▶ [Exercise directions]: Write out every line of the data below exactly as given.

▶ [Exercise inputs]:

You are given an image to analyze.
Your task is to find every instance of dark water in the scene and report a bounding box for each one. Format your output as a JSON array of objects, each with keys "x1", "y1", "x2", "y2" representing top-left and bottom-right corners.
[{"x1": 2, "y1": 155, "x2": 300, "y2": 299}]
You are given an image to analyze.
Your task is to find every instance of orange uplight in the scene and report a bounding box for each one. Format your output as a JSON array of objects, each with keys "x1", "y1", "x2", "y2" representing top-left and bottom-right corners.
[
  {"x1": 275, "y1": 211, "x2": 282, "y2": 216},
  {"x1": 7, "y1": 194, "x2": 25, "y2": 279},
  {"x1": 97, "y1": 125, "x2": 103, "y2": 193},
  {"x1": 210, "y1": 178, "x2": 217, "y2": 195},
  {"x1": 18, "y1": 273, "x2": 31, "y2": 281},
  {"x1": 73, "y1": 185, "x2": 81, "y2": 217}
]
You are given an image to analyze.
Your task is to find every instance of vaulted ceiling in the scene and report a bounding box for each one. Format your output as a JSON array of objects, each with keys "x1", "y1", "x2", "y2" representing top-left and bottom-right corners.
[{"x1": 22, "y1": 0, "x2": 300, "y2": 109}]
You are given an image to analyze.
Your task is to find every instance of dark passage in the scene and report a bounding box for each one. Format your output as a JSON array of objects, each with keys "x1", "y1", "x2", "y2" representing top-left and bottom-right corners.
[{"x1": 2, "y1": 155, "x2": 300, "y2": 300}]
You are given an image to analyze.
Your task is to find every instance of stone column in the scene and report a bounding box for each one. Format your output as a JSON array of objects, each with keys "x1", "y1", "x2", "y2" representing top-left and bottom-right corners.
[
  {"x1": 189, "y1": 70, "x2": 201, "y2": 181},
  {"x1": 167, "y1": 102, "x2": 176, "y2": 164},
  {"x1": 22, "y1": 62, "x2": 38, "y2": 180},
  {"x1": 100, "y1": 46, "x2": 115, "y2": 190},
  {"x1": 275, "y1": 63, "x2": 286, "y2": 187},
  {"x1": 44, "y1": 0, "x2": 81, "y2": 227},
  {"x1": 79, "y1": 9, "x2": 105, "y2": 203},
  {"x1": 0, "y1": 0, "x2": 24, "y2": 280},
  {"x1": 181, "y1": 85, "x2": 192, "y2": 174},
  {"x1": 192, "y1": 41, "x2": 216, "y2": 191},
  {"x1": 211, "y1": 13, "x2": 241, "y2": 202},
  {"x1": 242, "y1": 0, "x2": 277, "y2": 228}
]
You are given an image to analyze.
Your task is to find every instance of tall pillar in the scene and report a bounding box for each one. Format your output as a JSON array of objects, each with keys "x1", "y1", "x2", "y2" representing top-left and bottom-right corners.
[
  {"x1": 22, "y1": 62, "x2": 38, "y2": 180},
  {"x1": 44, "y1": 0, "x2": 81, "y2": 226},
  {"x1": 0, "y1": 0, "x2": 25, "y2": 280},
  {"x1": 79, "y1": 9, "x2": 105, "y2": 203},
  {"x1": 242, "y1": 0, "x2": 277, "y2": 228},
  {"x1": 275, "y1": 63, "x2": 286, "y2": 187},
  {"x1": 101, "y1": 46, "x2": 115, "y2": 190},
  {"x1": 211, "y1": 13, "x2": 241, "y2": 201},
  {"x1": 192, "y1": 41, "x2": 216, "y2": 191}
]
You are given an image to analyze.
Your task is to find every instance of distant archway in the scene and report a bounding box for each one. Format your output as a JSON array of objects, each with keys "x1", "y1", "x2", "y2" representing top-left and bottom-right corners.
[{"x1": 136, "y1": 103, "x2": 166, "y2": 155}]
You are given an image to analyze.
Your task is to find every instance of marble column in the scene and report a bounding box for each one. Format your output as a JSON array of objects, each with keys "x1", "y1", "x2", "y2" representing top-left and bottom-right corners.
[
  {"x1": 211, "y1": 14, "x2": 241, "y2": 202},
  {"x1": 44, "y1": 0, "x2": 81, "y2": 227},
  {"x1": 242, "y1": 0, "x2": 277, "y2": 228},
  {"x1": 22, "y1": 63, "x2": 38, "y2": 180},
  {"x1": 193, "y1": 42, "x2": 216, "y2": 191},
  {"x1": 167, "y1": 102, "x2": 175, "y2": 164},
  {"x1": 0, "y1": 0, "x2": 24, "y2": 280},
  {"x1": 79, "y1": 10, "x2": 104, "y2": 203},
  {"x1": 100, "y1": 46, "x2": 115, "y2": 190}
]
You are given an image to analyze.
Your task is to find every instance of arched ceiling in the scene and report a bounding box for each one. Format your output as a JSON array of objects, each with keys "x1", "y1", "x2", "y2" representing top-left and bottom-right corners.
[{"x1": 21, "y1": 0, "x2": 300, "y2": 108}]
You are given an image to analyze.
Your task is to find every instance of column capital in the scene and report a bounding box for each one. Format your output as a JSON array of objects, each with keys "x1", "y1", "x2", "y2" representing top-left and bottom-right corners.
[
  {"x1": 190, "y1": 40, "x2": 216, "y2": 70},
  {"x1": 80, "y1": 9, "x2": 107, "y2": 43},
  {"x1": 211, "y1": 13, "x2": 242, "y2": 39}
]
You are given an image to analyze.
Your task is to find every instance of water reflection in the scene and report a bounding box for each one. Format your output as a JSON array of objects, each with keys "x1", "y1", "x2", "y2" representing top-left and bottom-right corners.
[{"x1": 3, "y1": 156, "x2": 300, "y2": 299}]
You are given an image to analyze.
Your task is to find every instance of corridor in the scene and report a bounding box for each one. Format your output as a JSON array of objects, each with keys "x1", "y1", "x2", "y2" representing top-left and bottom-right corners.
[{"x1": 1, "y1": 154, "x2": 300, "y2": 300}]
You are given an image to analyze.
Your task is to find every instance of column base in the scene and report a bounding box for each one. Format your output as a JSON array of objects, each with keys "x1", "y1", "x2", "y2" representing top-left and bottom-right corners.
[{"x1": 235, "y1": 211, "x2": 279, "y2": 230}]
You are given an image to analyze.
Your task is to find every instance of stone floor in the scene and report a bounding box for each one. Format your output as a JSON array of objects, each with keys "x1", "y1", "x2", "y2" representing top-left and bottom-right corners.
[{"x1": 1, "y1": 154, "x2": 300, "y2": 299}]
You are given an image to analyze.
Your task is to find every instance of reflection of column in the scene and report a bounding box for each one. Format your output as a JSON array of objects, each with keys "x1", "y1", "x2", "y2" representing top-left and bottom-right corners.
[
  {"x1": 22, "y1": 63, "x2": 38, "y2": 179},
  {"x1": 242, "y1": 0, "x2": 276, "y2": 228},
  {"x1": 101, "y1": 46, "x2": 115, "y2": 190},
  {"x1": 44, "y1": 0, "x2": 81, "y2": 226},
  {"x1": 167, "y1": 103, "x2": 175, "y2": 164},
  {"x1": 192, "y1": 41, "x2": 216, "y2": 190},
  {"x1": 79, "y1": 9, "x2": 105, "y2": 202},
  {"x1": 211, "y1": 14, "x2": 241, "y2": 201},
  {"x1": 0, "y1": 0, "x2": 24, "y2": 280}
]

▶ [Reply to the task]:
You are given an image to analyze.
Your task is to find every instance of dark water in the scene and report a bounding box for each one. Format your output as a JSON array of objects, each with keys "x1", "y1", "x2", "y2" representing top-left and bottom-right corners.
[{"x1": 2, "y1": 155, "x2": 300, "y2": 299}]
You are given an image to analyze.
Your task is to find every instance of orange uplight in the scene and report a bounding box for each one. Format your output as a JSON array of objects, each with keys "x1", "y1", "x2", "y2" representing top-left and bottom-right corners.
[
  {"x1": 275, "y1": 211, "x2": 282, "y2": 216},
  {"x1": 7, "y1": 194, "x2": 25, "y2": 279},
  {"x1": 97, "y1": 125, "x2": 103, "y2": 193},
  {"x1": 210, "y1": 178, "x2": 217, "y2": 195},
  {"x1": 18, "y1": 273, "x2": 31, "y2": 281},
  {"x1": 73, "y1": 185, "x2": 81, "y2": 217}
]
You are given an image to analyze.
Your task is to find every instance of vaulted ceiling in the scene and report a bounding box for each one. Format your output as a JSON array of objects, each with keys "x1", "y1", "x2", "y2" representing top-left and bottom-right corners.
[{"x1": 22, "y1": 0, "x2": 300, "y2": 109}]
You are given an image to analyze.
Your task is to find every instance of dark passage in the scene and report a bounding box for each one. Format your output as a JSON array of objects, each with keys "x1", "y1", "x2", "y2" representing top-left and bottom-right corners.
[{"x1": 2, "y1": 155, "x2": 300, "y2": 300}]
You are given an image to analyze.
Your task is to find every instance of stone column in the scene and report a bounding box for each one. Format your output as a JSON array of objects, each with keys "x1", "y1", "x2", "y2" representing top-left and bottom-right corners.
[
  {"x1": 189, "y1": 70, "x2": 201, "y2": 181},
  {"x1": 167, "y1": 102, "x2": 176, "y2": 164},
  {"x1": 22, "y1": 62, "x2": 38, "y2": 180},
  {"x1": 100, "y1": 46, "x2": 115, "y2": 190},
  {"x1": 275, "y1": 63, "x2": 286, "y2": 187},
  {"x1": 44, "y1": 0, "x2": 81, "y2": 227},
  {"x1": 79, "y1": 9, "x2": 105, "y2": 203},
  {"x1": 0, "y1": 0, "x2": 24, "y2": 280},
  {"x1": 181, "y1": 85, "x2": 192, "y2": 174},
  {"x1": 192, "y1": 41, "x2": 216, "y2": 191},
  {"x1": 211, "y1": 13, "x2": 241, "y2": 202},
  {"x1": 242, "y1": 0, "x2": 277, "y2": 228}
]
You are given an image to analyze.
Your task is to find every instance of tall pillar in the scene and report a bounding box for each one. Format your output as a JSON array of objects, each with keys "x1", "y1", "x2", "y2" representing top-left and bottom-right corners.
[
  {"x1": 22, "y1": 62, "x2": 38, "y2": 180},
  {"x1": 44, "y1": 0, "x2": 81, "y2": 226},
  {"x1": 0, "y1": 0, "x2": 25, "y2": 280},
  {"x1": 79, "y1": 9, "x2": 105, "y2": 203},
  {"x1": 242, "y1": 0, "x2": 277, "y2": 228},
  {"x1": 275, "y1": 63, "x2": 286, "y2": 187},
  {"x1": 101, "y1": 46, "x2": 115, "y2": 190},
  {"x1": 211, "y1": 13, "x2": 241, "y2": 201},
  {"x1": 192, "y1": 41, "x2": 216, "y2": 191}
]
You are given an image to analyze.
Your task is to find every instance of distant archway in the scene and report a bounding box for each one. Format your output as a JSON array of objects, each with keys "x1", "y1", "x2", "y2" representing top-left and bottom-right corners.
[{"x1": 136, "y1": 103, "x2": 166, "y2": 155}]
You are given an image to analyze.
Your task is to find every instance of marble column in the scene and report a bounding box for each one. Format your output as a JSON array of objects, each with keys "x1", "y1", "x2", "y2" representing top-left and bottom-right corners.
[
  {"x1": 211, "y1": 14, "x2": 241, "y2": 202},
  {"x1": 44, "y1": 0, "x2": 81, "y2": 227},
  {"x1": 242, "y1": 0, "x2": 277, "y2": 228},
  {"x1": 22, "y1": 63, "x2": 38, "y2": 180},
  {"x1": 193, "y1": 42, "x2": 216, "y2": 191},
  {"x1": 167, "y1": 102, "x2": 175, "y2": 164},
  {"x1": 0, "y1": 0, "x2": 24, "y2": 280},
  {"x1": 79, "y1": 10, "x2": 104, "y2": 203},
  {"x1": 100, "y1": 46, "x2": 115, "y2": 190}
]
You are given an image to analyze.
Your task is to find every instance of arched ceiling in the scene and report a bounding box for each one. Format your output as a JSON array of objects, each with keys "x1", "y1", "x2", "y2" representing top-left and bottom-right corners.
[{"x1": 21, "y1": 0, "x2": 300, "y2": 108}]
You are given an image to analyze.
Your task is to find every instance of column capital in the scene and report a bounding box for each one. Format your output as a JSON array of objects, each with keys "x1", "y1", "x2", "y2" representing top-left and bottom-right corners.
[
  {"x1": 190, "y1": 40, "x2": 216, "y2": 70},
  {"x1": 80, "y1": 9, "x2": 107, "y2": 43},
  {"x1": 211, "y1": 13, "x2": 242, "y2": 39}
]
You are given an image to analyze.
Your task is to find every instance of water reflection in the scene and report a bounding box for each one. Format your output as a JSON array of objects, each with keys "x1", "y1", "x2", "y2" representing top-left and bottom-right corners.
[{"x1": 3, "y1": 156, "x2": 300, "y2": 299}]
You are given an image to analyze.
Your task is to find every instance of corridor in the scene and report a bounding box for each one. Format your output as a JSON array of objects, each with keys "x1", "y1", "x2", "y2" representing top-left and bottom-right corners.
[{"x1": 1, "y1": 154, "x2": 300, "y2": 300}]
You are given an image to analyze.
Your task is to find every instance of column base in the scene and report a bounding box for each one. Format your output as a JSON array of objects, each with keys "x1", "y1", "x2", "y2" representing top-left and bottom-right corners.
[{"x1": 235, "y1": 211, "x2": 279, "y2": 230}]
You are given an image to analyze.
Your task is to find every instance of stone floor in the scene and report a bounding box for each one. Format your output as a JSON array of objects, each with keys "x1", "y1", "x2", "y2" representing top-left and bottom-right corners.
[{"x1": 1, "y1": 154, "x2": 300, "y2": 299}]
You are given an image to analyze.
Your task is to find every instance of reflection of column in the scene and report a bounding box for each one. Format your output as a JSON array of objects, each with keys "x1", "y1", "x2", "y2" representing top-left and bottom-right corners.
[
  {"x1": 22, "y1": 63, "x2": 38, "y2": 179},
  {"x1": 242, "y1": 0, "x2": 276, "y2": 228},
  {"x1": 101, "y1": 46, "x2": 115, "y2": 190},
  {"x1": 44, "y1": 0, "x2": 81, "y2": 226},
  {"x1": 167, "y1": 103, "x2": 175, "y2": 164},
  {"x1": 192, "y1": 41, "x2": 216, "y2": 190},
  {"x1": 79, "y1": 9, "x2": 105, "y2": 202},
  {"x1": 211, "y1": 14, "x2": 241, "y2": 201},
  {"x1": 0, "y1": 0, "x2": 24, "y2": 280}
]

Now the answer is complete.